### What is needed
Copy out the entries below exactly as they stand, but only from the line containing "box: [66, 189, 372, 338]" through the line containing "203L63 208L89 241L79".

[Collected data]
--- START ---
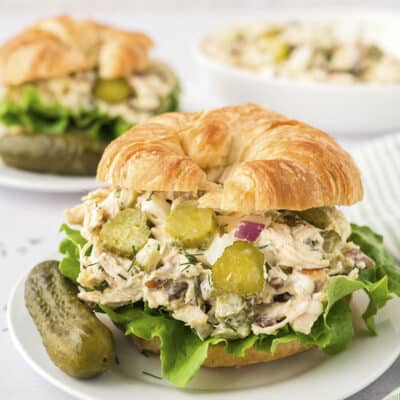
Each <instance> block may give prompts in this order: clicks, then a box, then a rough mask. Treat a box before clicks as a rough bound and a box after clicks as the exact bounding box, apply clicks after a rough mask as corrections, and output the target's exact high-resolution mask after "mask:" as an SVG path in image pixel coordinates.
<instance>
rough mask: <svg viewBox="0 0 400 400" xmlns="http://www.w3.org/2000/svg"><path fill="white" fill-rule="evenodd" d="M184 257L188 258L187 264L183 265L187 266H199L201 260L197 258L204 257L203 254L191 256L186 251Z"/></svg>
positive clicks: (188, 253) (185, 263) (183, 264)
mask: <svg viewBox="0 0 400 400" xmlns="http://www.w3.org/2000/svg"><path fill="white" fill-rule="evenodd" d="M183 255H184V256H185V257H186V259H187V262H186V263H183V264H181V265H187V264H192V265H194V264H197V263H198V262H199V260H198V259H197V257H196V256H202V255H203V253H195V254H190V253H188V252H187V251H186V250H183Z"/></svg>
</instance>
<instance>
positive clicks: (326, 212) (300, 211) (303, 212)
mask: <svg viewBox="0 0 400 400" xmlns="http://www.w3.org/2000/svg"><path fill="white" fill-rule="evenodd" d="M297 214H298V215H299V216H300V217H301V218H303V219H304V220H305V221H307V222H309V223H310V224H312V225H314V226H316V227H317V228H320V229H325V228H327V227H328V226H329V224H330V222H331V218H330V216H329V214H328V213H327V212H326V211H325V210H324V209H323V208H310V209H308V210H304V211H298V212H297Z"/></svg>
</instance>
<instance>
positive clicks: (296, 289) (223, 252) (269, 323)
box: [66, 189, 372, 338]
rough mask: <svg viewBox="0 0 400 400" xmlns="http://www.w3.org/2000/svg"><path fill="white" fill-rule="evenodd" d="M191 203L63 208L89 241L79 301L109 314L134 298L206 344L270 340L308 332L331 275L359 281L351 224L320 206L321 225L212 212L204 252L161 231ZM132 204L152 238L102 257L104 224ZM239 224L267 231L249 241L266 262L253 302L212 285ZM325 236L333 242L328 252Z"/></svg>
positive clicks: (287, 216) (104, 250)
mask: <svg viewBox="0 0 400 400" xmlns="http://www.w3.org/2000/svg"><path fill="white" fill-rule="evenodd" d="M188 197H190V196H189V195H188V194H182V195H180V194H170V193H160V192H158V193H157V192H155V193H150V192H146V193H132V192H129V191H126V190H121V189H119V190H110V189H101V190H98V191H95V192H92V193H91V194H89V195H88V196H87V197H86V198H85V199H84V202H83V204H82V205H81V206H78V207H75V208H73V209H71V210H69V211H68V212H67V213H66V216H67V219H68V221H69V222H71V223H77V222H78V223H81V224H82V228H81V233H82V235H83V237H84V238H85V239H86V240H87V241H88V242H87V244H86V245H85V246H84V247H83V248H82V249H81V260H80V262H81V271H80V274H79V277H78V282H79V284H80V285H81V287H82V288H81V291H80V293H79V296H80V298H81V299H82V300H85V301H88V302H93V303H102V304H106V305H108V306H110V307H118V306H121V305H124V304H128V303H131V302H136V301H144V302H146V303H147V304H148V306H149V307H150V308H158V307H163V308H164V309H167V310H169V311H170V312H171V314H172V316H173V317H174V318H175V319H178V320H181V321H183V322H184V323H185V324H187V325H189V326H190V327H192V328H193V329H195V330H196V332H197V333H198V335H199V336H200V337H202V338H206V337H209V336H222V337H226V338H240V337H246V336H248V335H249V334H250V333H254V334H256V335H259V334H275V333H277V332H278V331H279V329H281V328H282V327H284V326H286V325H287V324H289V325H290V326H291V327H292V329H294V330H295V331H297V332H302V333H304V334H308V333H310V331H311V328H312V326H313V324H314V323H315V321H316V320H317V319H318V318H319V317H320V315H321V314H322V312H323V309H324V305H325V303H326V289H327V286H328V284H329V280H330V279H332V276H336V275H345V276H348V277H349V278H352V279H356V278H357V276H358V270H359V269H362V268H367V267H368V266H370V265H371V263H372V261H371V260H370V259H369V258H368V257H367V256H365V255H364V254H363V253H362V252H361V250H360V249H359V248H358V247H357V246H356V245H354V244H352V243H350V242H347V238H348V236H349V234H350V225H349V223H348V222H347V221H346V219H345V217H344V216H343V214H342V213H341V212H340V211H339V210H336V209H334V208H325V209H321V212H322V213H323V215H324V221H325V224H326V226H325V227H324V228H318V227H317V226H315V225H313V224H312V223H311V222H308V221H306V220H304V219H303V218H302V217H301V216H299V215H298V214H296V213H290V212H286V211H284V212H279V211H269V212H265V213H260V214H257V215H251V216H249V215H240V214H232V213H230V214H227V213H222V212H217V213H216V214H217V215H216V219H217V221H218V225H219V228H218V229H217V230H216V233H215V235H214V238H213V240H212V241H211V242H210V243H209V244H208V245H207V247H206V248H202V249H200V248H192V249H185V248H183V247H182V246H181V245H180V244H179V243H178V242H177V241H176V240H174V239H173V238H171V237H170V236H169V235H168V234H167V232H166V230H165V225H166V221H167V218H168V215H169V213H170V211H171V209H173V208H174V207H176V206H177V205H178V204H180V203H181V202H182V200H183V199H187V198H188ZM129 207H136V208H138V209H139V210H140V211H141V212H142V213H143V215H144V216H145V217H146V219H147V221H148V224H149V226H150V232H151V234H150V238H149V239H148V241H147V243H146V244H145V245H144V246H143V247H142V248H141V249H140V250H139V251H138V252H137V253H136V255H135V257H134V258H133V259H132V258H129V257H124V256H120V255H117V254H115V253H113V252H112V251H110V250H108V249H107V248H105V247H104V246H103V243H102V241H101V239H100V231H101V227H102V226H103V225H104V224H105V223H106V222H107V221H109V220H110V219H112V218H113V217H114V216H116V215H117V214H118V213H119V212H120V211H121V210H124V209H126V208H129ZM243 220H245V221H252V222H256V223H257V224H261V226H264V228H262V230H261V232H260V234H259V236H258V238H257V239H256V240H255V241H254V243H253V244H254V246H257V247H258V249H259V250H260V251H261V252H262V254H263V256H264V260H265V266H264V279H265V282H264V288H263V290H262V291H261V292H260V293H258V294H255V295H250V296H240V295H238V294H233V293H221V292H220V291H219V290H216V289H215V288H214V284H213V279H212V268H213V265H214V264H215V263H216V261H217V260H218V259H219V258H220V257H221V256H222V254H223V253H224V251H225V249H226V248H227V247H229V246H230V245H232V244H233V243H234V242H235V241H236V240H237V238H236V237H235V232H236V229H237V228H238V226H239V224H240V222H241V221H243ZM332 232H333V233H332ZM328 237H331V238H332V237H333V238H334V239H335V240H333V241H332V242H330V243H329V249H327V247H326V244H327V240H328V239H327V238H328ZM89 250H90V251H89Z"/></svg>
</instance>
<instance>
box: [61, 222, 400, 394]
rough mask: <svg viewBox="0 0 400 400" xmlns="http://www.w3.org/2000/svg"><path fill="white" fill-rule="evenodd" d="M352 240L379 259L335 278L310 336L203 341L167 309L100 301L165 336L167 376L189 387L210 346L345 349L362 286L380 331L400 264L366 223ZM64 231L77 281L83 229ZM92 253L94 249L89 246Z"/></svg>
mask: <svg viewBox="0 0 400 400" xmlns="http://www.w3.org/2000/svg"><path fill="white" fill-rule="evenodd" d="M352 228H353V234H352V235H351V237H350V240H352V241H354V243H356V244H357V245H359V246H360V247H361V249H362V250H363V252H364V253H365V254H367V255H368V256H369V257H371V258H372V259H374V260H375V264H374V265H373V266H371V267H369V268H367V269H365V270H361V271H360V277H359V279H349V278H348V277H344V276H338V277H335V278H333V279H332V280H331V282H330V284H329V287H328V293H327V303H326V305H325V308H324V312H323V314H322V315H321V316H320V318H319V319H318V320H317V321H316V322H315V323H314V325H313V327H312V330H311V333H310V334H309V335H305V334H302V333H299V332H295V331H293V329H292V328H291V327H290V326H288V325H287V326H285V327H284V328H282V329H281V330H280V331H279V332H278V333H277V334H276V335H258V336H256V335H250V336H248V337H246V338H244V339H240V340H227V339H224V338H218V337H214V338H209V339H207V340H201V339H200V338H199V337H198V336H197V335H196V333H195V332H194V331H193V330H192V329H190V328H189V327H188V326H185V325H184V323H183V322H181V321H177V320H175V319H173V318H172V317H171V315H170V314H169V313H168V312H167V311H165V310H162V309H151V308H149V307H148V306H147V305H146V304H143V303H136V304H133V305H129V306H124V307H121V308H119V309H116V310H112V309H111V308H109V307H107V306H104V305H99V309H100V310H102V311H103V312H105V313H107V314H108V316H109V317H110V318H111V320H113V321H114V322H115V323H116V324H118V325H119V326H121V327H123V328H124V329H125V333H126V334H127V335H130V334H133V335H136V336H138V337H140V338H142V339H146V340H151V339H153V338H159V339H160V344H161V345H160V358H161V365H162V372H163V376H164V377H165V378H166V379H169V380H170V381H171V382H172V383H174V384H175V385H176V386H178V387H184V386H185V385H187V383H188V382H189V381H190V380H191V379H192V378H193V376H194V375H195V374H196V372H197V371H198V370H199V368H200V367H201V365H202V363H203V362H204V360H205V359H206V357H207V352H208V348H209V346H213V345H216V344H218V343H220V344H223V345H224V349H225V352H226V353H227V354H232V355H235V356H238V357H243V356H244V355H245V353H246V350H248V349H249V348H251V347H253V346H254V347H255V348H256V349H257V350H260V351H264V352H267V353H270V354H274V353H275V352H276V350H277V348H278V346H279V345H280V344H282V343H288V342H291V341H299V342H301V343H303V344H307V345H314V346H318V347H319V348H320V349H322V350H323V351H324V352H326V353H327V354H335V353H338V352H340V351H343V350H345V349H346V348H347V346H348V345H349V344H350V342H351V340H352V338H353V335H354V330H353V324H352V313H351V309H350V307H349V304H348V301H347V299H348V296H349V295H351V294H352V293H354V292H355V291H357V290H364V291H365V292H366V294H367V295H368V296H369V300H370V301H369V305H368V307H367V309H366V311H365V313H364V314H363V318H364V320H365V323H366V326H367V327H368V329H369V331H370V332H371V333H372V334H376V327H375V322H374V316H375V315H376V313H377V312H378V310H379V309H381V308H382V307H383V306H384V305H385V304H386V302H387V301H388V300H389V299H390V298H391V293H393V294H397V295H398V294H399V293H398V290H399V284H400V268H399V266H398V265H397V264H396V263H395V260H394V259H393V257H392V256H391V255H390V254H389V253H388V251H387V250H386V248H385V247H384V245H383V240H382V237H381V236H379V235H377V234H376V233H374V232H373V231H372V230H371V229H369V228H367V227H358V226H356V225H353V226H352ZM60 230H61V231H63V232H65V233H66V235H67V237H66V238H65V239H64V240H63V241H62V242H61V244H60V252H61V253H62V254H63V255H64V258H63V260H62V261H61V263H60V271H61V273H62V274H63V275H64V276H66V277H67V278H69V279H71V280H72V281H74V282H76V279H77V277H78V274H79V250H80V248H81V247H82V246H84V245H85V243H86V240H85V239H84V238H83V237H82V236H81V234H80V232H79V231H78V230H74V229H71V228H69V227H68V226H67V225H62V227H61V228H60ZM88 252H90V249H89V250H88Z"/></svg>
--- END ---
### Problem solution
box: [66, 189, 372, 338]
rough mask: <svg viewBox="0 0 400 400" xmlns="http://www.w3.org/2000/svg"><path fill="white" fill-rule="evenodd" d="M191 203L63 208L89 241L79 301L109 314L134 298L206 344L270 340L308 332L331 275L359 281L351 224L320 206L321 225L212 212L204 252L161 231ZM132 204L152 238L102 257L104 224ZM239 224L267 231L249 241L266 262L253 302L212 285ZM325 236L333 242L328 252Z"/></svg>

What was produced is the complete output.